Jobs:
#1 On the Pimpin' Ain't Dead page, what peak position did the album reach on the Billboard 200?
#2 Print, word for word, the passage of the Pimpin' Ain't Dead page starting with "Do or Die chronology" and going on through "the United States.".

Page:
Studio album by Do or Die
- Released: August 19, 2003
- Recorded: 2002–03
- Studio: CWAL MOB Recordings (Illinois); Noddfactor Studios (Denton, Texas);
- Genre: Hip hop
- Length: 49:36
- Label: Rap-A-Lot 4 Life
- Producer: Mr. Lee; The Legendary Traxster;

Do or Die chronology
| Back 2 the Game (2002) | Pimpin' Ain't Dead (2003) | D.O.D (2005) |

Singles from Pimpin' Ain't Dead
- "Do U?" Released: 2003;

= Pimpin' Ain't Dead =

Pimpin' Ain't Dead is the fifth studio album by American hip hop group Do Or Die. It was released on August 19, 2003, via Rap-A-Lot Records. Recording sessions took place at CWAL MOB Recordings in Illinois and at Noddfactor Studios in Texas. Production was handled by The Legendary Traxster, except for one song, "In A Minute", which was produced by Mr. Lee. It features guest appearances from Johnny P., the Legendary Traxster, Dun D, E.C. Illa, Navee, Twista and Z-Ro. The album peaked at number 115 on the Billboard 200 and number 17 on the Top R&B/Hip-Hop Albums chart in the United States.

Listing:
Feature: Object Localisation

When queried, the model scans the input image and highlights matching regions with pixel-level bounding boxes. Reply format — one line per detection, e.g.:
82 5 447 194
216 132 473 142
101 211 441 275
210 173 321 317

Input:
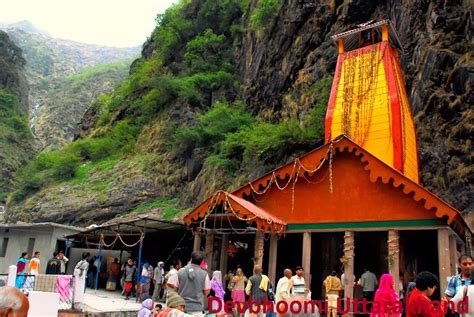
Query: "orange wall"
246 152 437 224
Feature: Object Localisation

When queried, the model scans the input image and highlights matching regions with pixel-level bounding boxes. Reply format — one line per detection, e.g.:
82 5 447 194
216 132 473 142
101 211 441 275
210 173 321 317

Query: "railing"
0 265 83 310
0 274 8 287
31 274 75 310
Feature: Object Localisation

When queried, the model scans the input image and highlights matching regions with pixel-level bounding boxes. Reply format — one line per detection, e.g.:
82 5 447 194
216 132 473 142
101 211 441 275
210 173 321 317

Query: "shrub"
250 0 281 29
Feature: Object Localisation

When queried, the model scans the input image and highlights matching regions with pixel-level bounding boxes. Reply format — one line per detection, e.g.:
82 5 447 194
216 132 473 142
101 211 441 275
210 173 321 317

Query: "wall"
0 226 81 274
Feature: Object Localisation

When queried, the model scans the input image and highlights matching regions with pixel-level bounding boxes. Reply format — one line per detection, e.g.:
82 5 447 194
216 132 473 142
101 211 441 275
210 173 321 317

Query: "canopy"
183 190 287 234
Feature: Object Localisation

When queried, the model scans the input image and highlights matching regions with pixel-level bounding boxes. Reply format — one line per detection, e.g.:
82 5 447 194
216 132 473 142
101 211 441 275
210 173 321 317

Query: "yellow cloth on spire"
258 274 270 292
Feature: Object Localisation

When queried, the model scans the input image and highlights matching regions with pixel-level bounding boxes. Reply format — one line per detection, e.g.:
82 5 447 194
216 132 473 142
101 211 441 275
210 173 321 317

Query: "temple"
184 20 471 298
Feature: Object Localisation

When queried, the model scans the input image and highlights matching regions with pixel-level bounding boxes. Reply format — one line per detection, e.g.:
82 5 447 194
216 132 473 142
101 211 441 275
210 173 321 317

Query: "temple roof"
184 136 470 237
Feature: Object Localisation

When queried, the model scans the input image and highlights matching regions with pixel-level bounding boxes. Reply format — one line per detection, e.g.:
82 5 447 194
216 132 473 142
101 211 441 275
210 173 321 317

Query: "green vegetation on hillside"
250 0 282 29
10 0 331 219
35 61 130 150
0 90 33 202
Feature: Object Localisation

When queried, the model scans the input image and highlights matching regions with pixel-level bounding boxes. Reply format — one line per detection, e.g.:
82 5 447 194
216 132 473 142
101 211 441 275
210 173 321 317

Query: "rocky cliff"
0 31 34 204
0 21 139 150
5 0 474 223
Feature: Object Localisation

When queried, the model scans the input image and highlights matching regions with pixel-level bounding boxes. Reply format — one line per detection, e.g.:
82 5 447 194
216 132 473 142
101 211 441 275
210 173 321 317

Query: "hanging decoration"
249 137 342 213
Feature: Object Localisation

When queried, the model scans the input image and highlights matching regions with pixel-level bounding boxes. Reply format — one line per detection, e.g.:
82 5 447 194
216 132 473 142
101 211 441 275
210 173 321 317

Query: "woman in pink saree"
370 274 402 317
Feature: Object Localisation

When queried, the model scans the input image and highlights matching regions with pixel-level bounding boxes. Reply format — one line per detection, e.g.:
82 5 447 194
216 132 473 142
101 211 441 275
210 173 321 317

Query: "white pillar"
219 233 229 276
73 270 87 303
253 230 265 266
193 231 201 252
449 234 458 275
205 232 214 276
438 228 451 292
343 231 355 304
387 230 400 294
268 234 278 288
7 265 17 287
301 232 311 288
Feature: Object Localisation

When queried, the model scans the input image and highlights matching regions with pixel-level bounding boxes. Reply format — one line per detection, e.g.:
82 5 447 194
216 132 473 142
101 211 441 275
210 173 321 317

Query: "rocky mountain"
0 31 34 205
4 0 474 227
0 21 139 149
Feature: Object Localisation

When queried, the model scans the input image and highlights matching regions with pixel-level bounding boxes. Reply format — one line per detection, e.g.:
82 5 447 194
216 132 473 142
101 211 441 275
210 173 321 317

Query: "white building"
0 222 84 274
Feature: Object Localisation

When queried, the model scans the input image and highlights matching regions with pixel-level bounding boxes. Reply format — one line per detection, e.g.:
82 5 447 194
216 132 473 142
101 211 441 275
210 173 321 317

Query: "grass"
131 198 178 215
73 156 119 182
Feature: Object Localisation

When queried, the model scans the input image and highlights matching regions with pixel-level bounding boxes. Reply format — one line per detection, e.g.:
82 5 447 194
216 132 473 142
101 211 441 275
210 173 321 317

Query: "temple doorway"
310 232 344 299
354 231 388 281
228 234 255 277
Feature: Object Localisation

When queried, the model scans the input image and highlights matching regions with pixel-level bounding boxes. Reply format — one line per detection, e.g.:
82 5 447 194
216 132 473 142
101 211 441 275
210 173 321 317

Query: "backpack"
267 282 275 302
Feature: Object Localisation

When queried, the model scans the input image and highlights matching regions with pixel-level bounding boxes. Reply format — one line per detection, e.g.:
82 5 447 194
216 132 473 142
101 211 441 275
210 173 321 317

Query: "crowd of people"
132 252 474 317
0 252 474 317
11 250 69 289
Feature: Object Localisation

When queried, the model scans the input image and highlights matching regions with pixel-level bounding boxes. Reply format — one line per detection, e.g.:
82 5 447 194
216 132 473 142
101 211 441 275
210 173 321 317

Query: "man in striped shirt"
290 266 308 297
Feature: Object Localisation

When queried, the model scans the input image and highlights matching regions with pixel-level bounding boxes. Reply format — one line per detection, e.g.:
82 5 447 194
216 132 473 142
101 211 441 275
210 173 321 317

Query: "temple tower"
325 20 419 183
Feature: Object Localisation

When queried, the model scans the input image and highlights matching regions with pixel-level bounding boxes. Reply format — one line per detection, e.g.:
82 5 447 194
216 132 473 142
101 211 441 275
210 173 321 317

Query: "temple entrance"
354 231 388 281
400 230 444 299
275 233 303 283
310 232 344 299
226 234 255 277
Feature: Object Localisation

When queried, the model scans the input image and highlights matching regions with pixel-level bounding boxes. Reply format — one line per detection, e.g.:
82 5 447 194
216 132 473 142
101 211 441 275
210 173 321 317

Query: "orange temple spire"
325 20 419 183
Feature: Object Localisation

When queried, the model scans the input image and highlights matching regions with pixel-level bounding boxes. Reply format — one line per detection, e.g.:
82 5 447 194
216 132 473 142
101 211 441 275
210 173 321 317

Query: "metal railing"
0 267 76 310
0 274 8 287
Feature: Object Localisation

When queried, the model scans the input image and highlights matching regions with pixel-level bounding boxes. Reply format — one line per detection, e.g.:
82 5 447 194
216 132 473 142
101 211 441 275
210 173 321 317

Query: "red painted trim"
380 42 403 173
324 54 345 143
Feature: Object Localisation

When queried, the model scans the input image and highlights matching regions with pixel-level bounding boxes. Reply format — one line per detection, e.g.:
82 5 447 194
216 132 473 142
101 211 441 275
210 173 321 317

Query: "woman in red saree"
370 274 403 317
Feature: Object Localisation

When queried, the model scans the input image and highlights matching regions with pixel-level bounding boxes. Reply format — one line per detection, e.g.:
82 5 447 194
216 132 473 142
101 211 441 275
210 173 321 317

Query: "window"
26 238 35 257
0 238 8 258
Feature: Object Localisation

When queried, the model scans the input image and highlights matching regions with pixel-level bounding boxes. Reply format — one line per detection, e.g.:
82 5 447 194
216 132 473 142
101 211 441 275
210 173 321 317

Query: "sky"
0 0 178 47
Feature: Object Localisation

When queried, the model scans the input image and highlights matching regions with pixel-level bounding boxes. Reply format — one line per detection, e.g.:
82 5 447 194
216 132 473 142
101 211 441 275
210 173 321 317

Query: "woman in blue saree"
15 252 28 289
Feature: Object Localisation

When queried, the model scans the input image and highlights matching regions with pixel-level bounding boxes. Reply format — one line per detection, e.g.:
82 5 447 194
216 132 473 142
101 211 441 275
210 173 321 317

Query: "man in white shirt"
166 259 182 296
58 250 69 274
151 261 165 302
275 269 293 303
290 266 309 297
360 269 379 302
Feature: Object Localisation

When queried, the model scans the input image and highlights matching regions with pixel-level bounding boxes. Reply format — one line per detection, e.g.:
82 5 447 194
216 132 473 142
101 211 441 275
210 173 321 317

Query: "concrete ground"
80 288 141 313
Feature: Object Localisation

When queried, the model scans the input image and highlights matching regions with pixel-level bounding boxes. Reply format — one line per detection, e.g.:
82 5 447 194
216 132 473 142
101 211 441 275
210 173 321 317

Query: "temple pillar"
438 228 451 292
449 234 458 275
205 231 214 276
268 234 278 289
387 230 400 294
193 231 201 252
301 232 311 288
253 230 265 267
219 233 229 277
342 231 355 311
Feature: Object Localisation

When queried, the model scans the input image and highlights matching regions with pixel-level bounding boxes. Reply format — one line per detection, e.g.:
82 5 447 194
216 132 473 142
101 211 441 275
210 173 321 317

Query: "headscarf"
211 271 225 299
137 298 153 317
140 262 150 283
370 274 400 317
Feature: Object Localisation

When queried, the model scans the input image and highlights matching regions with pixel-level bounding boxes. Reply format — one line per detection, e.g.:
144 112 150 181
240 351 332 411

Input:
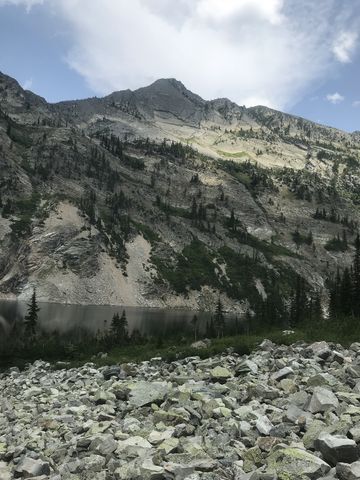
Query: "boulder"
267 448 330 480
336 462 360 480
14 457 50 478
129 381 171 407
309 387 339 413
271 367 294 382
314 433 360 466
210 366 233 382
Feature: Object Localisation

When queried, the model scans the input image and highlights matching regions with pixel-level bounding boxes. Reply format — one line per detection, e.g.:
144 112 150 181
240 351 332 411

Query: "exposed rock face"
0 343 360 480
0 70 360 308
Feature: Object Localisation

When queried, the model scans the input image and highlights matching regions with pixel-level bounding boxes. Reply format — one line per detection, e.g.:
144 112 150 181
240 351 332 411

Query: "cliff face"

Outputs for the tasks:
#1 Number 115

#2
Do or Die chronology
| Back 2 the Game (2002) | Pimpin' Ain't Dead (2003) | D.O.D (2005) |

Singles from Pimpin' Ain't Dead
- "Do U?" Released: 2003;

= Pimpin' Ain't Dead =

Pimpin' Ain't Dead is the fifth studio album by American hip hop group Do Or Die. It was released on August 19, 2003, via Rap-A-Lot Records. Recording sessions took place at CWAL MOB Recordings in Illinois and at Noddfactor Studios in Texas. Production was handled by The Legendary Traxster, except for one song, "In A Minute", which was produced by Mr. Lee. It features guest appearances from Johnny P., the Legendary Traxster, Dun D, E.C. Illa, Navee, Twista and Z-Ro. The album peaked at number 115 on the Billboard 200 and number 17 on the Top R&B/Hip-Hop Albums chart in the United States.